__AUSGEWÄHLTER ABSCHNITT__.
********************
Freitags haben sie bei Wenzel in Wiesthal frei. Vor einem Jahr hat der Messtechnikhersteller aus dem Spessart die Vier-Tage-Woche eingeführt. „Um Fachkräfte zu halten und zu gewinnen, müssen wir etwas bieten“, sagt Heike Wenzel, geschäftsführende Gesellschafterin der Firmengruppe. Doch in einer der Hallen herrscht an diesem Freitag im Januar trotzdem Betrieb: Zwei Mitarbeiter schieben eine Sonderschicht an einer Anlage, mit der ein großer Industriemotorenhersteller künftig prüfen will, ob seine Kurbelwellen präzise gefertigt sind.
********************
__DATENEINTRÄGE__.

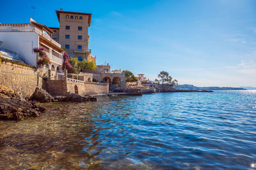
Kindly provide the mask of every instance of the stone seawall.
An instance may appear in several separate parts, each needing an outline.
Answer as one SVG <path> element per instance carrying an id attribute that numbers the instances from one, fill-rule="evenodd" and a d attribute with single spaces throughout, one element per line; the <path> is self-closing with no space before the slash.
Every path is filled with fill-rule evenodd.
<path id="1" fill-rule="evenodd" d="M 42 87 L 44 70 L 0 62 L 0 83 L 23 97 L 29 97 L 36 87 Z"/>

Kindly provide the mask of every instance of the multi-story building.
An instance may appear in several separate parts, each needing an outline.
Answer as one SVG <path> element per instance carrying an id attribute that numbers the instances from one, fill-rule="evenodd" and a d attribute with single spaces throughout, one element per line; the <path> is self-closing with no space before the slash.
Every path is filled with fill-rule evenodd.
<path id="1" fill-rule="evenodd" d="M 38 54 L 35 48 L 44 47 L 50 59 L 50 68 L 61 68 L 63 53 L 61 45 L 52 39 L 53 31 L 46 25 L 30 18 L 28 24 L 1 24 L 0 41 L 3 42 L 1 50 L 9 57 L 19 57 L 28 64 L 37 66 Z"/>
<path id="2" fill-rule="evenodd" d="M 92 13 L 65 11 L 62 9 L 56 12 L 60 27 L 50 27 L 54 31 L 52 38 L 67 50 L 70 57 L 79 60 L 95 61 L 96 57 L 91 56 L 91 50 L 88 49 Z"/>

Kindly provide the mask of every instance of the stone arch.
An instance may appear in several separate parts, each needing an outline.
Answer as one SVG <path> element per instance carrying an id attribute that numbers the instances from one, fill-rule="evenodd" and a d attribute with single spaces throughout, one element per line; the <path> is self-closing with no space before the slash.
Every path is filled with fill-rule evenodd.
<path id="1" fill-rule="evenodd" d="M 75 89 L 75 94 L 78 94 L 78 87 L 77 85 L 75 85 L 74 89 Z"/>
<path id="2" fill-rule="evenodd" d="M 114 77 L 112 80 L 113 84 L 116 87 L 121 86 L 121 78 L 120 77 Z"/>
<path id="3" fill-rule="evenodd" d="M 111 79 L 109 76 L 105 76 L 102 79 L 102 83 L 111 84 Z"/>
********************
__ZIEL DER ÜBUNG__.
Gib den Abschnitt über die Vier-Tage-Woche erneut wieder, beginnend bei "Freitags haben sie" und endend bei "präzise gefertigt sind.", und benenne darin "Kurbelwellen" in "Nockenwellen" um. Die Daten spielen hierfür keine Rolle.

__VOLLSTÄNDIGE ANTWORT__.
Freitags haben sie bei Wenzel in Wiesthal frei. Vor einem Jahr hat der Messtechnikhersteller aus dem Spessart die Vier-Tage-Woche eingeführt. „Um Fachkräfte zu halten und zu gewinnen, müssen wir etwas bieten“, sagt Heike Wenzel, geschäftsführende Gesellschafterin der Firmengruppe. Doch in einer der Hallen herrscht an diesem Freitag im Januar trotzdem Betrieb: Zwei Mitarbeiter schieben eine Sonderschicht an einer Anlage, mit der ein großer Industriemotorenhersteller künftig prüfen will, ob seine Nockenwellen präzise gefertigt sind.